▶ Referring expression pointing data:

____

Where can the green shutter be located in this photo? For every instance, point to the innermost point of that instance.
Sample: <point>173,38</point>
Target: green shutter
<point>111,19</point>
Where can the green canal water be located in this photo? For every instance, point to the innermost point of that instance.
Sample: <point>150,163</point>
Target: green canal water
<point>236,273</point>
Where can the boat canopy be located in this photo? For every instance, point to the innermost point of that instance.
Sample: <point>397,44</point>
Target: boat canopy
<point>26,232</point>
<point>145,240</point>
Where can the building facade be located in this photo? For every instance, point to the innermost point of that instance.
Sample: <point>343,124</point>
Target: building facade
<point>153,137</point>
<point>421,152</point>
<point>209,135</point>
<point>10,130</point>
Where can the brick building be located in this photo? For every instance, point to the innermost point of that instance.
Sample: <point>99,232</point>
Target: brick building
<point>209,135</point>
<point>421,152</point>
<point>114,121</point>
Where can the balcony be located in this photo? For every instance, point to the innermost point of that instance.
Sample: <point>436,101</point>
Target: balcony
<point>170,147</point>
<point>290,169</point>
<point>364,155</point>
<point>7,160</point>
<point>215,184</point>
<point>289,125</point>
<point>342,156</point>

____

Give back the records above exactly, limited to the lines between the one holding "Where can the building" and the one holding "Sample: <point>343,124</point>", inclusive.

Where can the building facade be located in this photo? For every instance, point to the innermost point of that instance.
Sample: <point>343,124</point>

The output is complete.